(REQUIREMENT):
Return every line of the data exactly as it stands.

Stored data entries:
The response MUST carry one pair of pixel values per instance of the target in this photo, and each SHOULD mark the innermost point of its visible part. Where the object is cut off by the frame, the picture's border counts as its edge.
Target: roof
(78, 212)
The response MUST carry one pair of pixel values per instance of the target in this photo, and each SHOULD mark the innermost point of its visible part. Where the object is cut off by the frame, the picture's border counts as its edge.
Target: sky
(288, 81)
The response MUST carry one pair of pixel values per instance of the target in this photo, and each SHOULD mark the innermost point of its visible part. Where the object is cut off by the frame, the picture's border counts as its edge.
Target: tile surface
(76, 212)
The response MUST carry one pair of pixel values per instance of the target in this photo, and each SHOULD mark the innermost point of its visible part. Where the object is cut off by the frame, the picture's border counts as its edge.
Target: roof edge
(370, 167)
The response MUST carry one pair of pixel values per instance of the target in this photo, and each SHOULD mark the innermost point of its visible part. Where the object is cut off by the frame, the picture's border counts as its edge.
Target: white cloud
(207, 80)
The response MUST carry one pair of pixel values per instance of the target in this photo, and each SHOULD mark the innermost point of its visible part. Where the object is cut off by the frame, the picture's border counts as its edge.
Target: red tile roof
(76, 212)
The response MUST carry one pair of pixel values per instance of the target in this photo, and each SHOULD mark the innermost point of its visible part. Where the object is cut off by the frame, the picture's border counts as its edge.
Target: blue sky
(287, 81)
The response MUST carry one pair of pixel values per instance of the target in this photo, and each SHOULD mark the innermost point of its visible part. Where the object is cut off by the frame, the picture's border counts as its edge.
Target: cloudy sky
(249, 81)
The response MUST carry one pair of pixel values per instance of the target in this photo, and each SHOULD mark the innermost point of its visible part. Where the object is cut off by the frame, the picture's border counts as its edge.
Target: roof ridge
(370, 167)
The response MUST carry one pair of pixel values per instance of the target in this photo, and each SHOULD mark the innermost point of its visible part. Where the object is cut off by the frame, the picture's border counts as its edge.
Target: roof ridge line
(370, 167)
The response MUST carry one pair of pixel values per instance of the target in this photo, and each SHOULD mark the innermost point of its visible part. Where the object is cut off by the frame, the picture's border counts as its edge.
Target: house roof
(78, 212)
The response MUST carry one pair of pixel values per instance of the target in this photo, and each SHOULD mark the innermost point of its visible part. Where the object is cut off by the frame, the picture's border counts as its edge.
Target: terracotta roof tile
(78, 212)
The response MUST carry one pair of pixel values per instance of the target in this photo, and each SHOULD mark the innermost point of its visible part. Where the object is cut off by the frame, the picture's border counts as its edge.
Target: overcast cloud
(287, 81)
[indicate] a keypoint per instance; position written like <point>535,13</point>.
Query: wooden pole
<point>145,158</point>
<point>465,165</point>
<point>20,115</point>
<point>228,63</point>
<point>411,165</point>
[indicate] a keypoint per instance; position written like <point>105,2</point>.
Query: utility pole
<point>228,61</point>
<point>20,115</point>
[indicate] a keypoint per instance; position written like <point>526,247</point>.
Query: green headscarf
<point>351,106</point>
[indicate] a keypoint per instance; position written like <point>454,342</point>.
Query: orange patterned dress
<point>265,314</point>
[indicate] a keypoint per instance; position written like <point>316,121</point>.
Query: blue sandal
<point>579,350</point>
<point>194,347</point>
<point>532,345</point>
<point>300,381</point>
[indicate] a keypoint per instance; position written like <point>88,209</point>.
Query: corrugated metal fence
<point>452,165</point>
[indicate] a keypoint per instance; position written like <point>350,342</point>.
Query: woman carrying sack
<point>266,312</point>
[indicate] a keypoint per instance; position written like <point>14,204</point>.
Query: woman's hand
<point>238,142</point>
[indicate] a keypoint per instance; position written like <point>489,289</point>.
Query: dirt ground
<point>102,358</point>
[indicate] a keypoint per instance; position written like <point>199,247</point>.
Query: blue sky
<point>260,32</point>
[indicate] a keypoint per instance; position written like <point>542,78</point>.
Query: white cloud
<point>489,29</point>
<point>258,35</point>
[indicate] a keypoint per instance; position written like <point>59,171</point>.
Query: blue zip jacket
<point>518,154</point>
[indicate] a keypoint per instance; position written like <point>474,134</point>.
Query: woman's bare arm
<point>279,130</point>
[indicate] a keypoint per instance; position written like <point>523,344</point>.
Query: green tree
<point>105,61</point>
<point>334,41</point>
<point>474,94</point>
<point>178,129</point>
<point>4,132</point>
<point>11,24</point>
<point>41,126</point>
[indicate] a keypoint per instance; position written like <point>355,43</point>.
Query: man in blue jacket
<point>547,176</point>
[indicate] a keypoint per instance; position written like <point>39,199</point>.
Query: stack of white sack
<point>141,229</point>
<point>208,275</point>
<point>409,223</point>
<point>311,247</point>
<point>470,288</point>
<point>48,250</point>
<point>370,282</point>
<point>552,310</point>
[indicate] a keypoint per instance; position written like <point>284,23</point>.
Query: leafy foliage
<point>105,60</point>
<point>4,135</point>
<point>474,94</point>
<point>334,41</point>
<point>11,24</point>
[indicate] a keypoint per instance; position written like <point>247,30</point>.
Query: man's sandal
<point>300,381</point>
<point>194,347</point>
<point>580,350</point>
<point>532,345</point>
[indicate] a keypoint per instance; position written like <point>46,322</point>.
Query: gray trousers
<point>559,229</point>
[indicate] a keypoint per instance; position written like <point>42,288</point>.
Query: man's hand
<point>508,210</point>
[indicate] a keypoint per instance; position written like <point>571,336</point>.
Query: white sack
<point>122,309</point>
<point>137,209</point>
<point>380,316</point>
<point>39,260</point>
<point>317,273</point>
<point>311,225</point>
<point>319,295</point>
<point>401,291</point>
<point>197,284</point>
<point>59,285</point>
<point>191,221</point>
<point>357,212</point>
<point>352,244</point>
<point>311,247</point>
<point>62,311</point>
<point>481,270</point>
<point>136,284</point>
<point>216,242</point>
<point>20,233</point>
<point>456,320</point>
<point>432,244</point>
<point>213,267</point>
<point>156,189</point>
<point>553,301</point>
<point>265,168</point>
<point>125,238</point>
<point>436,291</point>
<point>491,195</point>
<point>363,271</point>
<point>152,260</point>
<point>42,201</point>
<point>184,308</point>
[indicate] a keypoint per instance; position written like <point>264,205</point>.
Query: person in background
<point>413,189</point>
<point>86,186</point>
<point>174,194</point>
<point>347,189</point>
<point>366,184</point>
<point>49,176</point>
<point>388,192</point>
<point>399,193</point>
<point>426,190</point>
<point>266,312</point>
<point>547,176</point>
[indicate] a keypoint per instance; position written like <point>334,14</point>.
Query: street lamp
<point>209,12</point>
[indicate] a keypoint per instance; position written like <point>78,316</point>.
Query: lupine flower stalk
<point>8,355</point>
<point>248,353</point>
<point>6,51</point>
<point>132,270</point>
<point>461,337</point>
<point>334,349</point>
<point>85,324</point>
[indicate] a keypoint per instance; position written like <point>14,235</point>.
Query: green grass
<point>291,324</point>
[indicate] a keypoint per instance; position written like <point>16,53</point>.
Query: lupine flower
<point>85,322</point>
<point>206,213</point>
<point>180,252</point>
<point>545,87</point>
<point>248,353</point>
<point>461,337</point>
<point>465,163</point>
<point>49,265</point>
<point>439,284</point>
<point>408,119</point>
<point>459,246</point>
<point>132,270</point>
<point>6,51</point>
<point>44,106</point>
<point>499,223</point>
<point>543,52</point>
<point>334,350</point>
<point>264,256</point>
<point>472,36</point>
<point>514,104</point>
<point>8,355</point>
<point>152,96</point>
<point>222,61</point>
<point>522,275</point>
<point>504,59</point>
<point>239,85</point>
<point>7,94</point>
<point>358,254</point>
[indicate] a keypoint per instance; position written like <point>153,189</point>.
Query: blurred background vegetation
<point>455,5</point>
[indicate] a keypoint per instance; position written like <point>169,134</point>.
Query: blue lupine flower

(FINAL ANSWER):
The response MUST carry one pair of pixel values per instance of the target in this photo, and each SHOULD mark the innermost point of its visible part. Where the object is cut off by the frame, the picture's border counts as its edge.
Target: roof
(78, 212)
The response MUST carry one pair of pixel values per instance of the target in this photo, and each SHOULD mark the innermost point of its visible part. Where the object is cut off by the frame, the picture's border counts as its edge.
Target: sky
(288, 81)
The response MUST carry one pair of pixel values per instance of the target in this photo, and each SHOULD mark the innermost point of its visible part. Where the object is cut off by the frame, the picture's border counts as its edge.
Target: tile surface
(76, 212)
The response MUST carry one pair of pixel values per instance of the target in this photo, and each SHOULD mark the innermost point of its visible part. Where the object is cut off by the frame, the picture's border counts as its edge.
Target: roof edge
(370, 167)
The response MUST carry one pair of pixel values per instance of the target in this photo, and each SHOULD mark the innermost point of its visible part. Where the object is cut off by the frame, the picture's border counts as its edge.
Target: white cloud
(207, 80)
The response MUST carry one pair of pixel values per instance of the target in this photo, and each SHOULD mark the innermost point of its visible part. Where the object is cut off by the frame, the picture's border counts as its edge.
Target: red tile roof
(76, 212)
The response MUST carry one pair of pixel values per instance of the target in this photo, and each SHOULD mark the innermost point of its visible part. Where the object is cut off by the frame, the picture's border counts as its edge.
Target: blue sky
(287, 81)
The response MUST carry one pair of pixel values per instance of the target in this photo, and each SHOULD mark the innermost point of its visible part. Where the object is cut off by the frame, the picture's border counts as its edge.
Target: cloudy sky
(249, 81)
The response MUST carry one pair of pixel values per instance of the target in this photo, and each SHOULD mark the innermost point of its visible part. Where the object is cut off by the frame, the picture's border counts as its edge.
Target: roof ridge
(370, 167)
The response MUST carry one pair of pixel values per instance of the target in this photo, and each SHOULD mark the innermost point of its visible part. Where the object is cut off by the frame, the picture's border counts as its edge.
Target: roof ridge line
(370, 167)
The response MUST carry one pair of pixel values per instance of the target in this photo, and each SHOULD mark the innermost point of its visible part. Where the object is cut off by the frame, the picture's border counts as its edge.
Target: house roof
(78, 212)
The response MUST carry one pair of pixel values per instance of the target in this photo, and each SHOULD mark the innermost point of its visible part. Where the object is cut off by the frame, the picture's border counts as its edge.
Target: terracotta roof tile
(78, 212)
The response MUST carry one pair of pixel values per instance of the target in this photo, and each SHOULD mark the innermost point of its visible part. Where the object is cut off by the frame, the picture's border counts as its edge.
Target: overcast cloud
(287, 81)
[indicate] a keypoint per instance; position written like <point>535,13</point>.
Query: wooden pole
<point>145,158</point>
<point>465,165</point>
<point>20,115</point>
<point>228,63</point>
<point>411,165</point>
[indicate] a keypoint per instance; position written like <point>105,2</point>.
Query: utility pole
<point>228,61</point>
<point>20,115</point>
[indicate] a keypoint per instance; position written like <point>526,247</point>.
Query: green headscarf
<point>351,106</point>
[indicate] a keypoint per instance; position written like <point>454,342</point>.
Query: orange patterned dress
<point>265,314</point>
[indicate] a keypoint per instance; position written like <point>316,121</point>.
Query: blue sandal
<point>579,350</point>
<point>194,347</point>
<point>532,345</point>
<point>300,381</point>
[indicate] a keypoint per instance; position written like <point>88,209</point>.
Query: corrugated metal fence
<point>452,165</point>
[indicate] a keypoint per instance; position written like <point>350,342</point>.
Query: woman carrying sack
<point>266,312</point>
[indicate] a keypoint per instance; position written like <point>14,204</point>.
Query: woman's hand
<point>238,142</point>
[indicate] a keypoint per instance; position written like <point>489,289</point>.
Query: dirt ground
<point>102,358</point>
[indicate] a keypoint per instance; position written like <point>199,247</point>.
Query: blue sky
<point>260,32</point>
[indicate] a keypoint per instance; position written like <point>542,78</point>.
Query: white cloud
<point>489,29</point>
<point>258,35</point>
[indicate] a keypoint per instance; position written like <point>59,171</point>.
Query: blue zip jacket
<point>518,154</point>
[indicate] a keypoint per instance; position written like <point>474,134</point>.
Query: woman's bare arm
<point>279,130</point>
[indicate] a keypoint per instance; position written like <point>523,344</point>.
Query: green tree
<point>105,61</point>
<point>334,41</point>
<point>474,94</point>
<point>178,129</point>
<point>4,132</point>
<point>11,24</point>
<point>41,126</point>
[indicate] a keypoint per instance; position written like <point>355,43</point>.
Query: man in blue jacket
<point>547,176</point>
[indicate] a keypoint per instance; position written like <point>39,199</point>.
Query: stack of white sack
<point>141,229</point>
<point>208,275</point>
<point>409,223</point>
<point>311,247</point>
<point>470,288</point>
<point>48,250</point>
<point>370,282</point>
<point>552,310</point>
[indicate] a keypoint per instance; position written like <point>284,23</point>.
Query: leafy foliage
<point>105,60</point>
<point>4,135</point>
<point>474,94</point>
<point>334,41</point>
<point>11,24</point>
[indicate] a keypoint per instance; position written like <point>247,30</point>.
Query: man's sandal
<point>300,381</point>
<point>194,347</point>
<point>580,350</point>
<point>532,345</point>
[indicate] a keypoint per instance; position written like <point>46,322</point>.
Query: gray trousers
<point>559,229</point>
[indicate] a keypoint per instance; position written like <point>42,288</point>.
Query: man's hand
<point>508,210</point>
[indicate] a keypoint per instance; position written like <point>571,336</point>.
Query: white sack
<point>122,309</point>
<point>137,209</point>
<point>380,316</point>
<point>39,260</point>
<point>317,273</point>
<point>311,225</point>
<point>319,295</point>
<point>401,291</point>
<point>197,284</point>
<point>59,285</point>
<point>191,221</point>
<point>357,212</point>
<point>352,244</point>
<point>311,247</point>
<point>62,311</point>
<point>481,270</point>
<point>136,284</point>
<point>216,242</point>
<point>20,233</point>
<point>456,320</point>
<point>432,244</point>
<point>213,267</point>
<point>156,189</point>
<point>553,301</point>
<point>265,168</point>
<point>125,238</point>
<point>436,291</point>
<point>491,195</point>
<point>363,271</point>
<point>152,260</point>
<point>42,201</point>
<point>184,308</point>
[indicate] a keypoint per instance; position written like <point>264,205</point>.
Query: person in background
<point>413,189</point>
<point>86,186</point>
<point>174,194</point>
<point>347,189</point>
<point>366,184</point>
<point>49,176</point>
<point>388,192</point>
<point>399,193</point>
<point>426,190</point>
<point>266,312</point>
<point>547,176</point>
[indicate] a keypoint per instance; position written like <point>334,14</point>.
Query: street lamp
<point>209,12</point>
[indicate] a keypoint per instance; position written like <point>78,316</point>.
Query: lupine flower stalk
<point>8,355</point>
<point>248,353</point>
<point>6,51</point>
<point>132,270</point>
<point>461,337</point>
<point>334,349</point>
<point>85,324</point>
[indicate] a keypoint per instance; position written like <point>14,235</point>.
Query: green grass
<point>291,324</point>
[indicate] a keypoint per instance; position written like <point>16,53</point>.
Query: lupine flower
<point>85,322</point>
<point>206,213</point>
<point>180,252</point>
<point>545,87</point>
<point>248,353</point>
<point>461,337</point>
<point>465,163</point>
<point>49,265</point>
<point>439,284</point>
<point>408,119</point>
<point>459,246</point>
<point>132,270</point>
<point>6,51</point>
<point>44,106</point>
<point>499,223</point>
<point>543,52</point>
<point>334,350</point>
<point>264,256</point>
<point>472,36</point>
<point>514,104</point>
<point>8,355</point>
<point>152,96</point>
<point>222,61</point>
<point>522,275</point>
<point>504,59</point>
<point>239,85</point>
<point>7,94</point>
<point>358,254</point>
[indicate] a keypoint per instance; position written like <point>153,189</point>.
Query: blurred background vegetation
<point>455,5</point>
[indicate] a keypoint per instance; position written like <point>169,134</point>.
Query: blue lupine flower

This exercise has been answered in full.